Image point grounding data
╔══
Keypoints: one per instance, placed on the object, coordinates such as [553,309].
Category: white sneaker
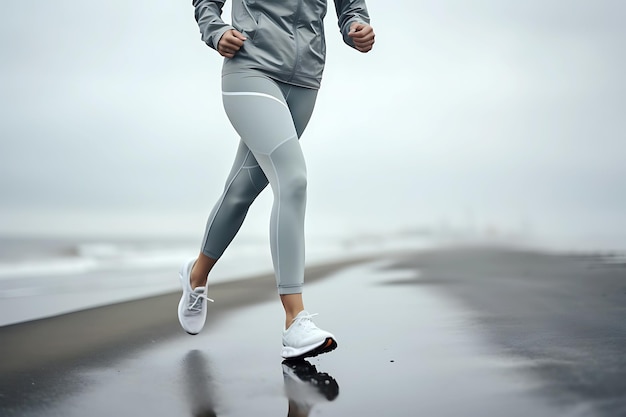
[192,305]
[304,339]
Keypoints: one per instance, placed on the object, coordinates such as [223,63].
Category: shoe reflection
[199,390]
[305,387]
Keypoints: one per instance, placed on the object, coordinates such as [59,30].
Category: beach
[467,330]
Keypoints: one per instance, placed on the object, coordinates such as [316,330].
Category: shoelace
[196,305]
[305,321]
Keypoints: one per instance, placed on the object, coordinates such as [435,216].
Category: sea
[47,276]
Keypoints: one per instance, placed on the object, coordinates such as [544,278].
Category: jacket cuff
[217,35]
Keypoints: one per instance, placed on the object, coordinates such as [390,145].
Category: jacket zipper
[245,6]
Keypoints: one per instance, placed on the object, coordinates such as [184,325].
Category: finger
[238,35]
[355,27]
[364,33]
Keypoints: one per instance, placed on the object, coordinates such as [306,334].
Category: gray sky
[485,113]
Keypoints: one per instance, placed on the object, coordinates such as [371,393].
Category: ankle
[197,280]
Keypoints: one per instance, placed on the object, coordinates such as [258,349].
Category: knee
[295,187]
[240,195]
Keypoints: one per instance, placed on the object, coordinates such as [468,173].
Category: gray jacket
[285,37]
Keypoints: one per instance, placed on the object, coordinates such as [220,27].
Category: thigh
╚══
▸ What the task requires: Give the data again exactly. Keep the images out.

▸ Solution to the exercise:
Keypoints: one per instance, placed on the object, coordinates such as [553,309].
Category: white sneaker
[192,305]
[304,339]
Keypoints: one per instance, placed on the object, coordinates such as [223,63].
Category: shoe reflection
[199,390]
[305,387]
Keypoints: one per instance, placed on the object, coordinates such as [59,30].
Category: beach
[467,330]
Keypoints: one per instance, placed on the object, coordinates such as [316,330].
Category: shoelace
[196,305]
[305,321]
Keypoints: one per instance, placed on the object, coordinates such as [435,216].
Category: sea
[47,276]
Keypoints: one per instance, placed on the object, coordinates such as [544,278].
Category: jacket cuff
[217,35]
Keypoints: one per instance, placed on the object, coordinates such as [390,145].
Category: jacket zipper
[245,6]
Keypoints: one per instance, placed on the object, coordinates such as [184,325].
Category: finger
[238,35]
[355,27]
[364,33]
Keypoints: one per instance, placed on the object, coordinates such as [306,334].
Category: gray sky
[485,113]
Keypoints: one per instance, placed on the object, coordinates such as [371,393].
Category: ankle
[197,280]
Keypoints: one per instance, placed on the object, coordinates such as [258,349].
Category: knee
[295,187]
[240,195]
Keypoints: one per instance, placed on the object, coordinates such as [468,173].
Category: gray jacket
[285,37]
Keypoints: one per instance, placed on the object, coordinates such as [220,27].
Category: thigh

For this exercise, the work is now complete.